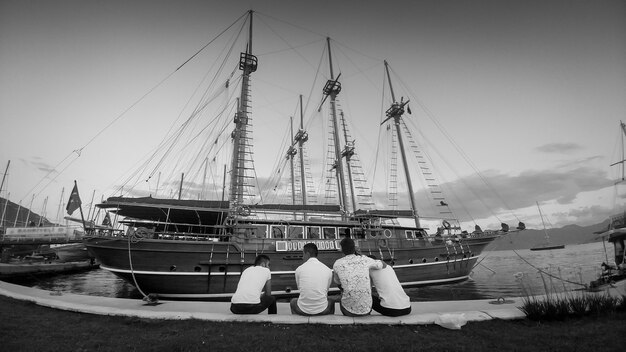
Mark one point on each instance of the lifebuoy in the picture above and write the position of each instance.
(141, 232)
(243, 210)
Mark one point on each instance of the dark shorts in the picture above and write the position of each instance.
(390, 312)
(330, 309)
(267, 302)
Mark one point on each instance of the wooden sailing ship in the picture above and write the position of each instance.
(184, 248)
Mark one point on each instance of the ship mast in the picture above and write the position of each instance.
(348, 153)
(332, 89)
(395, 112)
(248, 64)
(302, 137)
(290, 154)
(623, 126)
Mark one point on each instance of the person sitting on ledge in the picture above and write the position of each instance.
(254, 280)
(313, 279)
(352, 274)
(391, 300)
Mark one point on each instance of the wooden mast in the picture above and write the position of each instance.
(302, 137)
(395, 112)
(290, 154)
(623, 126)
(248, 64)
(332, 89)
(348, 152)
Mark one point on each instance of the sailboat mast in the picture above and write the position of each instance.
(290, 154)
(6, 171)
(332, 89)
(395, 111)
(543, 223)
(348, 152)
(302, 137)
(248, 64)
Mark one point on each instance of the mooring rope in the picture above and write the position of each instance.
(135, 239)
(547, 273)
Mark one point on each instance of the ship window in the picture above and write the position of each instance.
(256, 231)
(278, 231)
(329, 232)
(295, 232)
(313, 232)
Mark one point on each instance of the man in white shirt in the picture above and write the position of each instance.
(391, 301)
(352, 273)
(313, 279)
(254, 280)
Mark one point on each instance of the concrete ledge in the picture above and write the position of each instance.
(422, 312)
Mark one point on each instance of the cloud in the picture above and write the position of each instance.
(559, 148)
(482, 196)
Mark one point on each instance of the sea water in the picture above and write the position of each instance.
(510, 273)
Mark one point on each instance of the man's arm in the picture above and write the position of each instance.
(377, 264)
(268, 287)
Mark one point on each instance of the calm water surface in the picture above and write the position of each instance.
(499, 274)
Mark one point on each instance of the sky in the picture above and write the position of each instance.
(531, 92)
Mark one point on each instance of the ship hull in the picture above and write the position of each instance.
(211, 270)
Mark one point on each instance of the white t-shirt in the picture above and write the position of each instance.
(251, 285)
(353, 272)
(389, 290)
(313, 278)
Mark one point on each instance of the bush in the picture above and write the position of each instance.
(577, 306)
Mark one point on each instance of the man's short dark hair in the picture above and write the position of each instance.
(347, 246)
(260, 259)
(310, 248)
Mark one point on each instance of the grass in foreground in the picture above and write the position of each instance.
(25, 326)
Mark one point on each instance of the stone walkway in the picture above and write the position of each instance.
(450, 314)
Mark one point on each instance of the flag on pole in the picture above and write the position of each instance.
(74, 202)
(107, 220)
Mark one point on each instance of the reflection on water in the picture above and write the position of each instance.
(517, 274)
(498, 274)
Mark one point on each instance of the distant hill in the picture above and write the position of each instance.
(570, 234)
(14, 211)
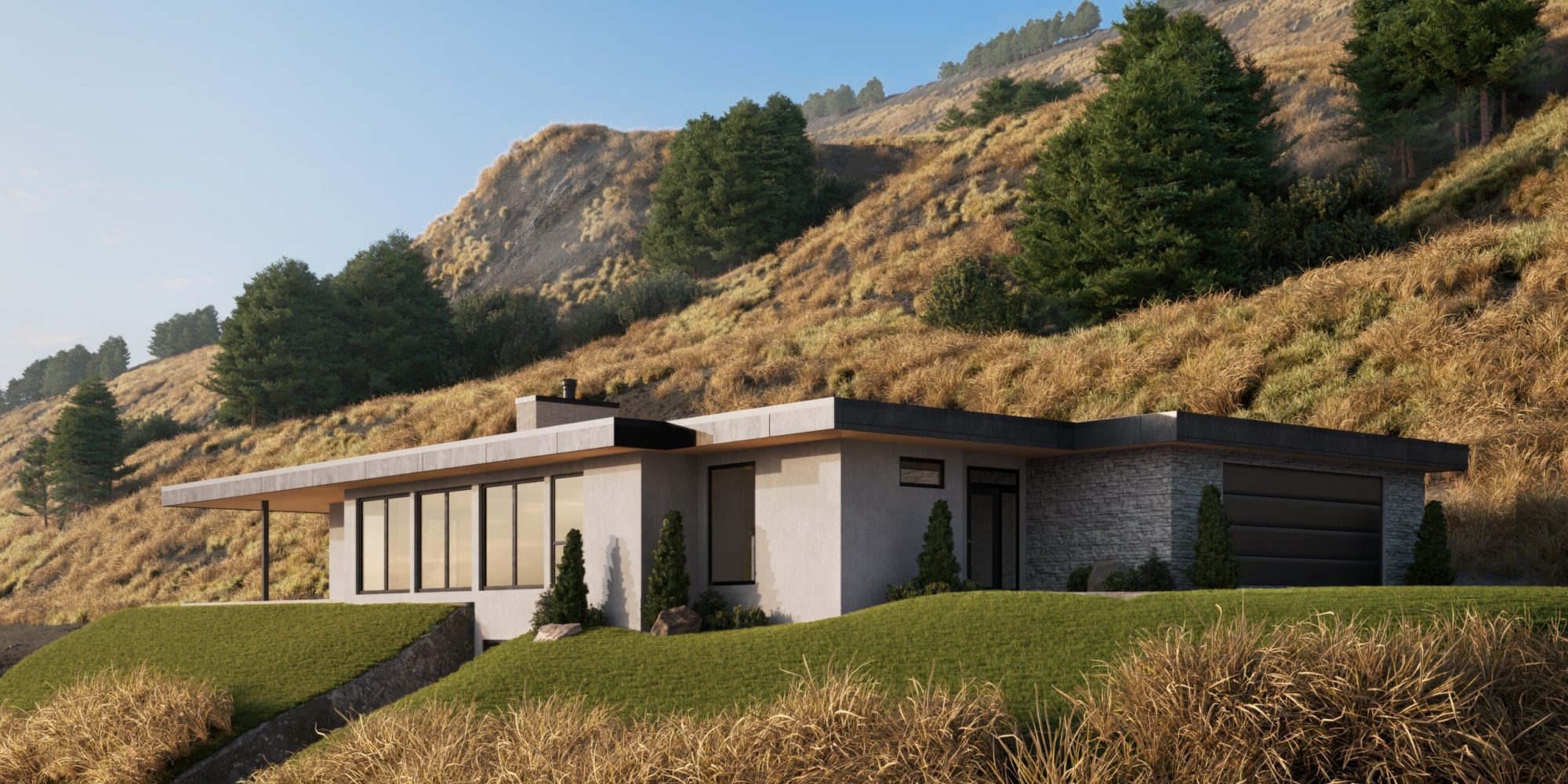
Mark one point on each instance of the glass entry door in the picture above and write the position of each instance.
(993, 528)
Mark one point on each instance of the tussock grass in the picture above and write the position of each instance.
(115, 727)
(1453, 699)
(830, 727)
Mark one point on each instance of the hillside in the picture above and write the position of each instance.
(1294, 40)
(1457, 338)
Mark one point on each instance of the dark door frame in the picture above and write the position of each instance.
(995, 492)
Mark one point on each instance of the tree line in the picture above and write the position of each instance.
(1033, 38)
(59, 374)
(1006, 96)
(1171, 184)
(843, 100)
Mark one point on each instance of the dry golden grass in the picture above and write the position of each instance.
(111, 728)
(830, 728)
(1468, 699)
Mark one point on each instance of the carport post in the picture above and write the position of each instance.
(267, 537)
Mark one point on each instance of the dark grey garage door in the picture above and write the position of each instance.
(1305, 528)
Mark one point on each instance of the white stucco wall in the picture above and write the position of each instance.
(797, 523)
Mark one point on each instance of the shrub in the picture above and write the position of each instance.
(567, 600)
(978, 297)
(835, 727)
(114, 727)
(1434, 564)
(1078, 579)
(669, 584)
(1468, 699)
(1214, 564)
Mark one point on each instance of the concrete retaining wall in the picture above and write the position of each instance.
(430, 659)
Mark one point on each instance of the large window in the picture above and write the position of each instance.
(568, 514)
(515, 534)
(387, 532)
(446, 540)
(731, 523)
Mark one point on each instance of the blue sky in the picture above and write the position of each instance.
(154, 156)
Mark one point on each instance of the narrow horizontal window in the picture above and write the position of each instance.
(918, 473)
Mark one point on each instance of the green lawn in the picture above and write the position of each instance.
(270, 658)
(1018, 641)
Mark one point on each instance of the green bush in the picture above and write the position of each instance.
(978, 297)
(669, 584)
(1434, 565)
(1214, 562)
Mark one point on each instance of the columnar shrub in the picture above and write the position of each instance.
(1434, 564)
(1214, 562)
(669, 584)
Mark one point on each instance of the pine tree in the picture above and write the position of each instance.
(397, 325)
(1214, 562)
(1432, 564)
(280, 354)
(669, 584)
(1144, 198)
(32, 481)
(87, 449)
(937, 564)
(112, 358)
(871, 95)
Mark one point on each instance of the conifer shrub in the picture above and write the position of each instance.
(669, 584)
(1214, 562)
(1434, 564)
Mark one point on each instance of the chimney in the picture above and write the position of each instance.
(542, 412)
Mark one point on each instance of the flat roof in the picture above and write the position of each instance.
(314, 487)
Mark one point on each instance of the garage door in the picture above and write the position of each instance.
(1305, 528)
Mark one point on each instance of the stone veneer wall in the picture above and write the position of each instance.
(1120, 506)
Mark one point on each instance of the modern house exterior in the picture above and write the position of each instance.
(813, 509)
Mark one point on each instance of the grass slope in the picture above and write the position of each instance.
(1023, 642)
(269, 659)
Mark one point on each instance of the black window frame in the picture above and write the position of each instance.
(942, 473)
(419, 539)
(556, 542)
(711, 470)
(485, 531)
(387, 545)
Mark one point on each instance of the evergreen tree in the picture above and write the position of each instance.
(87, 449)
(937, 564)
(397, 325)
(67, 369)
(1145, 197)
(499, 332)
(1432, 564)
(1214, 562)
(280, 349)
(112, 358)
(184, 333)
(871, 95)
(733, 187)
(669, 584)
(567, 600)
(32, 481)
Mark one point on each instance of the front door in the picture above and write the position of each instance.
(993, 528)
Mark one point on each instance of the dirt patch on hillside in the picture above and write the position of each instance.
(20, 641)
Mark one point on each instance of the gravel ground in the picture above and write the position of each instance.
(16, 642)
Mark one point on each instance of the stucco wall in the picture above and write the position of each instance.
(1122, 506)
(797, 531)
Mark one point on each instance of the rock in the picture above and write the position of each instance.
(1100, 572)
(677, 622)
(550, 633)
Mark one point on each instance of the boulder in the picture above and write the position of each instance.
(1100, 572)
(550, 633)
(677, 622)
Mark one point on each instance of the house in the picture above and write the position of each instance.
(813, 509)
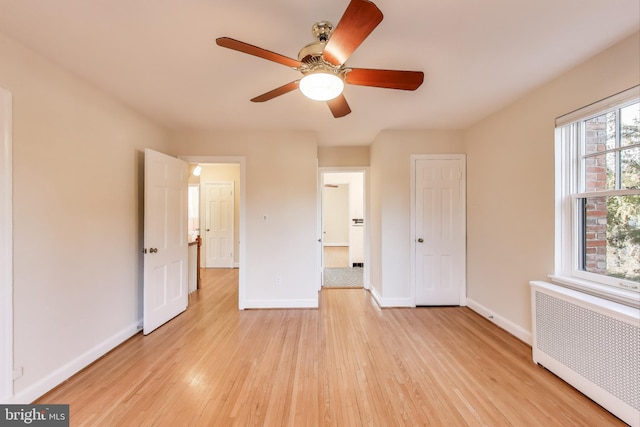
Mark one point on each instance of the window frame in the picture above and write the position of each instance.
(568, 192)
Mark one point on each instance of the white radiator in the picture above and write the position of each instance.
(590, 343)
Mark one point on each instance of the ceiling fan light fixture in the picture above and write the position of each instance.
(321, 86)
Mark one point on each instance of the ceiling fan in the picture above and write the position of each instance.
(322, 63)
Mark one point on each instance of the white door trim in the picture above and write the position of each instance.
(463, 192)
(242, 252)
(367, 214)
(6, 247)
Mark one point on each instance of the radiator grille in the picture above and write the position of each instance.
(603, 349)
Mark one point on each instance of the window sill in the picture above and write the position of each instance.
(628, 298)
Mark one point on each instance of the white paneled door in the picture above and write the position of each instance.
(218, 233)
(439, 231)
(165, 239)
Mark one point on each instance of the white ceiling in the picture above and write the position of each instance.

TASK TO CARRY OUT: Could you render every line of the items above as a Markdown table with the columns Row and Line, numbering the rows, skipping blank lines, and leaving the pictures out?

RESPONSE TO THE EXERCISE:
| Row | Line |
|---|---|
| 1 | Mark one point on each instance of the lifebuoy in the picture above and write the position of each instance. |
| 2 | (141, 232) |
| 3 | (243, 210) |
| 4 | Mark one point on each instance of the dark shorts in the picture above and write the position of each instance. |
| 5 | (390, 312) |
| 6 | (330, 309) |
| 7 | (267, 302) |
| 8 | Mark one point on each instance of the wooden sailing ship in the picture above and write the position of each instance. |
| 9 | (184, 248) |
| 10 | Mark one point on each instance of the ship mast in the picture above and write the position of each instance. |
| 11 | (348, 153) |
| 12 | (332, 89) |
| 13 | (395, 112) |
| 14 | (248, 64) |
| 15 | (302, 137) |
| 16 | (290, 154) |
| 17 | (623, 126) |
| 18 | Mark one point on each instance of the person sitting on ledge in the picture above and write the position of each instance. |
| 19 | (254, 280) |
| 20 | (313, 279) |
| 21 | (352, 274) |
| 22 | (391, 300) |
| 23 | Mark one point on each instance of the wooden mast in the picture above and write the position of each instance. |
| 24 | (302, 137) |
| 25 | (395, 112) |
| 26 | (290, 154) |
| 27 | (623, 126) |
| 28 | (248, 64) |
| 29 | (332, 89) |
| 30 | (348, 152) |
| 31 | Mark one point on each instance of the sailboat mast in the picture above and write the position of each instance. |
| 32 | (290, 154) |
| 33 | (6, 171) |
| 34 | (332, 89) |
| 35 | (395, 111) |
| 36 | (543, 223) |
| 37 | (348, 152) |
| 38 | (302, 137) |
| 39 | (248, 64) |
| 40 | Mark one point on each instance of the mooring rope in the picture above and write the position of each instance. |
| 41 | (135, 239) |
| 42 | (547, 273) |
| 43 | Mark one point on each instance of the ship window in the picture above and write the position of each instance. |
| 44 | (256, 231) |
| 45 | (278, 231) |
| 46 | (329, 232) |
| 47 | (295, 232) |
| 48 | (313, 232) |
| 49 | Mark one point on each instance of the man in white shirt in the picture above and write the position of each instance. |
| 50 | (391, 301) |
| 51 | (352, 273) |
| 52 | (313, 279) |
| 53 | (254, 280) |
| 54 | Mark one point on each instance of the concrete ledge in the picture above and write the position of each instance. |
| 55 | (422, 312) |
| 56 | Mark one point on each instance of the cloud in the picture above and write the position of each instance. |
| 57 | (559, 148) |
| 58 | (482, 196) |
| 59 | Mark one point on each instance of the sea water in the picture above and write the position of each instance. |
| 60 | (510, 273) |
| 61 | Mark one point on each instance of the man's arm in the picture above and write the position of each instance. |
| 62 | (377, 264) |
| 63 | (268, 287) |
| 64 | Mark one point on each instance of the calm water surface in the picture above and write the position of each instance. |
| 65 | (499, 274) |
| 66 | Mark one point on each instance of the sky in the picture above and write the position of each instance. |
| 67 | (531, 92) |
| 68 | Mark one point on each instance of the ship hull in the picture above and write the position of each instance. |
| 69 | (211, 270) |
| 70 | Mark one point on each instance of the white t-shirt in the picture above and write the position of each instance. |
| 71 | (251, 285) |
| 72 | (353, 272) |
| 73 | (389, 290) |
| 74 | (313, 278) |
| 75 | Mark one point on each instance of the bush in the picture above and write the position of each instance. |
| 76 | (577, 306) |
| 77 | Mark one point on each instance of the man's short dark hair in the picture above and write the position of each instance. |
| 78 | (347, 246) |
| 79 | (260, 259) |
| 80 | (310, 248) |
| 81 | Mark one point on each instance of the grass in foreground in the picture above and write the position of each instance. |
| 82 | (25, 326) |
| 83 | Mark one point on each instance of the stone walkway in the picture above and write the position of each instance. |
| 84 | (450, 314) |
| 85 | Mark one point on each instance of the flag on pole in the picture above and write the position of each instance. |
| 86 | (74, 202) |
| 87 | (107, 220) |
| 88 | Mark one point on each instance of the reflection on water in the picture above and write the position of each instance. |
| 89 | (517, 274) |
| 90 | (498, 274) |
| 91 | Mark one point on each instance of the distant hill in the picture above and write the position of each instance. |
| 92 | (570, 234) |
| 93 | (14, 211) |
| 94 | Mark one point on each instance of the glass entry door in the picture above and write the position of each instance. |
| 95 | (993, 528) |
| 96 | Mark one point on each instance of the tussock grass in the picture above and write the position of each instance. |
| 97 | (115, 727) |
| 98 | (1453, 699) |
| 99 | (830, 727) |
| 100 | Mark one point on each instance of the hillside in the picture above and write the position of each instance. |
| 101 | (1294, 40) |
| 102 | (1457, 338) |
| 103 | Mark one point on each instance of the dark door frame in the picture above and write the position of each instance. |
| 104 | (995, 492) |
| 105 | Mark one point on each instance of the tree line in the picture above and write the position of each instance. |
| 106 | (1033, 38) |
| 107 | (59, 374) |
| 108 | (1006, 96) |
| 109 | (1171, 184) |
| 110 | (843, 100) |
| 111 | Mark one point on each instance of the dry golden grass in the picture above and write the position of each instance. |
| 112 | (111, 728) |
| 113 | (830, 728) |
| 114 | (1468, 699) |
| 115 | Mark one point on each instance of the carport post in the picture above and write the position of each instance. |
| 116 | (267, 537) |
| 117 | Mark one point on each instance of the dark grey garage door in the picture above and write the position of each instance. |
| 118 | (1305, 528) |
| 119 | Mark one point on each instance of the white stucco wall in the picture above and write the position of each instance. |
| 120 | (797, 523) |
| 121 | Mark one point on each instance of the shrub in the picture above and write the position of each instance. |
| 122 | (567, 600) |
| 123 | (978, 297) |
| 124 | (835, 727) |
| 125 | (114, 727) |
| 126 | (1434, 564) |
| 127 | (1078, 579) |
| 128 | (669, 584) |
| 129 | (1468, 699) |
| 130 | (1214, 564) |
| 131 | Mark one point on each instance of the concrete retaining wall in the picture above and write the position of each instance. |
| 132 | (430, 659) |
| 133 | Mark one point on each instance of the large window in the picture above and write the position of each instance. |
| 134 | (568, 514) |
| 135 | (515, 534) |
| 136 | (387, 532) |
| 137 | (446, 540) |
| 138 | (731, 523) |
| 139 | Mark one point on each instance of the blue sky in the picture above and write the position of each instance. |
| 140 | (154, 156) |
| 141 | Mark one point on each instance of the narrow horizontal window in the picture above and write the position of each instance. |
| 142 | (918, 473) |
| 143 | Mark one point on each instance of the green lawn in the picture above and write the position of each instance. |
| 144 | (270, 658) |
| 145 | (1018, 641) |
| 146 | Mark one point on each instance of the green bush in the picture above and write the position of each instance. |
| 147 | (978, 297) |
| 148 | (669, 584) |
| 149 | (1434, 565) |
| 150 | (1214, 562) |
| 151 | Mark one point on each instance of the columnar shrub in the picture above and write the position of each instance. |
| 152 | (1434, 564) |
| 153 | (1214, 562) |
| 154 | (669, 584) |
| 155 | Mark one point on each instance of the pine tree in the picture above and write the position of each instance. |
| 156 | (397, 325) |
| 157 | (1214, 562) |
| 158 | (1432, 564) |
| 159 | (280, 354) |
| 160 | (669, 584) |
| 161 | (1144, 198) |
| 162 | (32, 481) |
| 163 | (87, 449) |
| 164 | (937, 564) |
| 165 | (112, 358) |
| 166 | (871, 95) |
| 167 | Mark one point on each instance of the conifer shrub in the picture above and write the position of each instance. |
| 168 | (669, 584) |
| 169 | (1214, 562) |
| 170 | (1434, 564) |
| 171 | Mark one point on each instance of the chimney in the picture above and write the position of each instance. |
| 172 | (542, 412) |
| 173 | Mark one point on each instance of the flat roof in the picture above and write the position of each instance. |
| 174 | (314, 487) |
| 175 | Mark one point on each instance of the garage door in the picture above and write the position of each instance. |
| 176 | (1305, 528) |
| 177 | Mark one point on each instance of the stone veneer wall in the picture above and write the position of each instance. |
| 178 | (1120, 506) |
| 179 | Mark one point on each instance of the modern house exterior in the picture above and write the position of each instance. |
| 180 | (813, 509) |
| 181 | Mark one point on each instance of the grass slope in the picture above and write the position of each instance. |
| 182 | (1023, 642) |
| 183 | (269, 659) |
| 184 | Mark one point on each instance of the black window frame in the picture above and write the position of each instance. |
| 185 | (942, 473) |
| 186 | (419, 539) |
| 187 | (556, 542) |
| 188 | (711, 470) |
| 189 | (485, 531) |
| 190 | (387, 545) |
| 191 | Mark one point on each instance of the evergreen tree in the picture above and write the position of each instance. |
| 192 | (87, 449) |
| 193 | (937, 564) |
| 194 | (397, 325) |
| 195 | (67, 369) |
| 196 | (1145, 197) |
| 197 | (499, 332) |
| 198 | (1432, 564) |
| 199 | (1214, 562) |
| 200 | (280, 349) |
| 201 | (112, 358) |
| 202 | (184, 333) |
| 203 | (871, 95) |
| 204 | (733, 187) |
| 205 | (669, 584) |
| 206 | (567, 600) |
| 207 | (32, 481) |
| 208 | Mark one point on each instance of the front door in the picture above and write the position of each instance. |
| 209 | (993, 528) |
| 210 | Mark one point on each instance of the dirt patch on hillside in the picture above and write the position of each instance. |
| 211 | (20, 641) |
| 212 | Mark one point on each instance of the gravel ground in the picture above and write the position of each instance. |
| 213 | (16, 642) |
| 214 | Mark one point on each instance of the stucco wall in the picture above and write the position of each instance. |
| 215 | (1122, 506) |
| 216 | (797, 531) |
| 217 | Mark one point on each instance of the rock in the picture above and write the position of each instance. |
| 218 | (1100, 572) |
| 219 | (677, 622) |
| 220 | (550, 633) |
| 221 | Mark one point on each instance of the boulder in the picture above and write the position of each instance. |
| 222 | (1100, 572) |
| 223 | (550, 633) |
| 224 | (677, 622) |
| 225 | Mark one point on each instance of the house in the picture above and write the position of each instance. |
| 226 | (813, 509) |
| 227 | Mark one point on each instance of the window frame in the picture above and write the position of each instance. |
| 228 | (568, 192) |
| 229 | Mark one point on each instance of the white radiator in the picture above and write the position of each instance. |
| 230 | (590, 343) |
| 231 | Mark one point on each instance of the ceiling fan light fixture in the picture above and write the position of each instance. |
| 232 | (321, 86) |
| 233 | Mark one point on each instance of the ceiling fan in the picture above and write the position of each instance. |
| 234 | (322, 63) |
| 235 | Mark one point on each instance of the white door trim in the picture above and write the position of each instance. |
| 236 | (463, 192) |
| 237 | (242, 252) |
| 238 | (367, 214) |
| 239 | (6, 247) |
| 240 | Mark one point on each instance of the radiator grille in the picture above and write the position of each instance. |
| 241 | (603, 349) |
| 242 | Mark one point on each instance of the window sill in the picture above and write the position of each instance. |
| 243 | (628, 298) |
| 244 | Mark one point on each instance of the white paneled door in the picture above and write the position of each instance. |
| 245 | (218, 233) |
| 246 | (439, 231) |
| 247 | (165, 239) |
| 248 | Mark one point on each instance of the white ceiling in the picture above and write the position of each instance. |